题目中有三轮,第一轮只需要预测random运行时间,第二轮需要查看java的random如何生成,在进行匹配,第三轮可以使用randcrack预测python的随机数,代码如下:

import java.io.PrintStream;
import java.util.Random;
import java.util.concurrent.atomic.AtomicLong;


public class test
{

    public static long nextSeed(long seed){
        return ((seed * 0x5DEECE66DL + 0xBL) & ((1L << 48) - 1)) ;
    }

    public static int getNextInt(long seed, long bits ){
        return (int)(seed >>> (48 - bits));
    }

    public static void main(String[] paramArrayOfString)

- _给定材料_
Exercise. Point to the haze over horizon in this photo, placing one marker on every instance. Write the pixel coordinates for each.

- _练习目标_
请照原样复制上面讲随机数预测的文段中，以含有“public class test”的文字开头、以“void main(String[] paramArrayOfString)”结尾的那一部分。

- _练习结果_
public class test
{

    public static long nextSeed(long seed){
        return ((seed * 0x5DEECE66DL + 0xBL) & ((1L << 48) - 1)) ;
    }

    public static int getNextInt(long seed, long bits ){
        return (int)(seed >>> (48 - bits));
    }

    public static void main(String[] paramArrayOfString)